* Aim of the exercise
Which lines in the material below contain the word "would"? Pull out each of them in full.
↓↓↓
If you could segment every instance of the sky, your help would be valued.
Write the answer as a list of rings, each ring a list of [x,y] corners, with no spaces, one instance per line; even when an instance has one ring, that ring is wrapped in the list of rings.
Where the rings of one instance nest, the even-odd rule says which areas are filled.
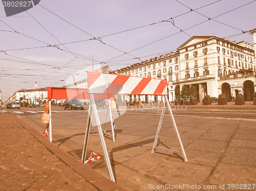
[[[28,0],[30,1],[30,0]],[[0,3],[0,89],[61,87],[92,64],[112,70],[175,52],[194,35],[253,44],[256,0],[41,0],[7,17]]]

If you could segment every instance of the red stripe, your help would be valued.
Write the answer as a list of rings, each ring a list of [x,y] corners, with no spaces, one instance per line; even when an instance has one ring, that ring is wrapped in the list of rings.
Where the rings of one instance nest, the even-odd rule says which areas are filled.
[[[163,91],[164,90],[164,88],[167,86],[167,81],[164,80],[161,80],[160,83],[158,84],[156,90],[154,92],[155,95],[162,95]]]
[[[102,73],[87,71],[87,83],[88,89]]]
[[[139,83],[137,86],[131,92],[131,94],[140,94],[141,91],[143,91],[145,87],[150,83],[151,80],[151,78],[143,78],[142,80]]]
[[[130,78],[129,76],[117,76],[115,80],[113,80],[111,84],[109,86],[108,88],[103,93],[117,94]]]

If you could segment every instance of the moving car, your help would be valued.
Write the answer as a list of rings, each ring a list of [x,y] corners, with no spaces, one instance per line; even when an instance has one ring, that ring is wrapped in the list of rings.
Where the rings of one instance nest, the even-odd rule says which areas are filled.
[[[18,103],[18,102],[12,102],[11,108],[12,109],[14,109],[14,108],[20,109],[20,105],[19,105],[19,103]]]
[[[69,108],[69,109],[81,109],[81,110],[83,110],[83,107],[84,105],[82,103],[81,103],[78,100],[66,100],[63,103],[63,108],[66,109],[67,108]]]
[[[106,102],[104,100],[95,100],[95,104],[96,105],[97,108],[102,107],[104,109],[106,108]],[[87,106],[89,106],[90,105],[90,103],[87,104]]]

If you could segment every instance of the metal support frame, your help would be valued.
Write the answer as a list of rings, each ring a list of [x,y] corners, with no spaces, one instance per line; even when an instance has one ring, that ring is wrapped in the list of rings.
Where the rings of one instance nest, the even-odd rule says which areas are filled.
[[[86,124],[86,133],[84,134],[84,140],[83,141],[83,148],[82,149],[82,158],[81,160],[82,163],[84,163],[86,158],[86,152],[87,151],[87,146],[89,138],[90,130],[91,128],[91,120],[92,118],[92,103],[90,103],[88,108],[88,116],[87,116],[87,122]]]
[[[112,115],[112,112],[111,111],[111,102],[109,100],[109,103],[108,104],[108,108],[106,110],[106,120],[105,121],[105,128],[104,129],[104,132],[103,133],[104,134],[112,136],[113,138],[113,142],[115,141],[115,132],[114,131],[114,126],[113,125],[113,122],[114,122],[114,120],[113,118],[113,115]],[[106,133],[106,123],[108,121],[108,116],[109,116],[109,113],[110,114],[110,123],[111,123],[111,130],[112,131],[112,134],[110,134]]]
[[[49,121],[49,140],[50,142],[52,142],[52,109],[51,108],[51,100],[49,101],[49,114],[50,115]]]
[[[164,115],[164,112],[165,111],[165,108],[166,107],[166,105],[168,107],[168,110],[169,111],[169,113],[170,115],[170,118],[172,119],[172,121],[173,121],[174,127],[174,130],[175,131],[175,133],[176,133],[177,137],[178,138],[178,140],[179,141],[180,143],[180,148],[181,150],[181,151],[176,151],[176,150],[174,150],[172,149],[167,149],[167,148],[164,148],[162,147],[157,147],[157,140],[158,139],[158,136],[159,135],[159,133],[161,129],[161,127],[162,126],[162,122],[163,122],[163,116]],[[151,152],[152,154],[154,154],[155,153],[155,151],[156,150],[156,149],[162,149],[168,151],[172,151],[174,152],[180,152],[182,154],[183,159],[185,162],[187,162],[187,157],[186,156],[186,154],[185,153],[185,151],[183,148],[183,146],[182,145],[182,142],[181,142],[181,139],[180,137],[180,134],[179,134],[179,131],[178,131],[178,128],[176,126],[176,123],[175,123],[175,121],[174,120],[174,115],[173,114],[173,112],[172,112],[172,109],[170,108],[170,104],[169,103],[169,101],[168,100],[168,98],[167,98],[167,96],[164,96],[164,106],[163,107],[163,110],[162,110],[162,113],[161,114],[160,121],[159,121],[159,124],[158,124],[158,128],[157,128],[157,133],[156,134],[156,138],[155,138],[155,141],[154,142],[154,145],[153,147],[152,148],[152,151]]]
[[[108,150],[106,149],[106,143],[105,142],[105,139],[104,139],[104,134],[103,133],[102,129],[101,128],[101,126],[100,125],[100,121],[99,120],[98,111],[97,110],[97,107],[96,106],[95,101],[94,100],[94,96],[93,94],[90,93],[89,97],[90,99],[90,110],[89,110],[89,116],[87,119],[88,120],[87,120],[87,124],[86,131],[86,137],[84,137],[83,149],[82,155],[82,161],[85,160],[86,150],[87,149],[88,138],[90,133],[91,119],[92,118],[91,117],[92,114],[92,111],[93,111],[93,113],[95,116],[95,119],[98,126],[98,133],[99,134],[100,140],[101,148],[104,153],[104,157],[105,159],[105,162],[106,164],[106,167],[109,170],[109,174],[110,176],[110,179],[113,182],[116,182],[112,170],[112,168],[111,166],[111,163],[110,162],[110,158],[109,157],[109,153],[108,153]]]

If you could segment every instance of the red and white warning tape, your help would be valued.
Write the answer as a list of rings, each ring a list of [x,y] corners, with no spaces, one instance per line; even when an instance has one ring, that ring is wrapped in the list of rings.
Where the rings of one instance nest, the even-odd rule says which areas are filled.
[[[94,155],[96,156],[96,157],[93,157],[93,155]],[[94,152],[92,152],[91,153],[91,155],[90,155],[89,158],[88,159],[88,160],[86,161],[84,163],[87,163],[93,161],[94,160],[99,160],[99,159],[100,157],[97,154],[94,153]]]
[[[42,133],[44,136],[46,138],[48,138],[48,132],[49,132],[49,124],[46,124],[46,129]]]

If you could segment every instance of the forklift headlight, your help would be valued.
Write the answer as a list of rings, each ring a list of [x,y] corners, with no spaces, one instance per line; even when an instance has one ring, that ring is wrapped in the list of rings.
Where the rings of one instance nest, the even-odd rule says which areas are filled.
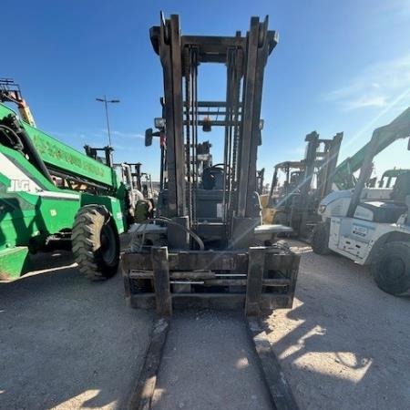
↑↑↑
* Exercise answer
If you could segment every instance of the sky, your help would be valued.
If you could segment every instance of the red stripe, your help would be valued.
If you could segment every instance of the moving car, your help would be valued.
If you could segment every instance of the metal support frame, your help would be valued.
If you could segment every instance of the red and white warning tape, your help would be valued.
If you could segment every instance of the forklift headlight, your help would be valued.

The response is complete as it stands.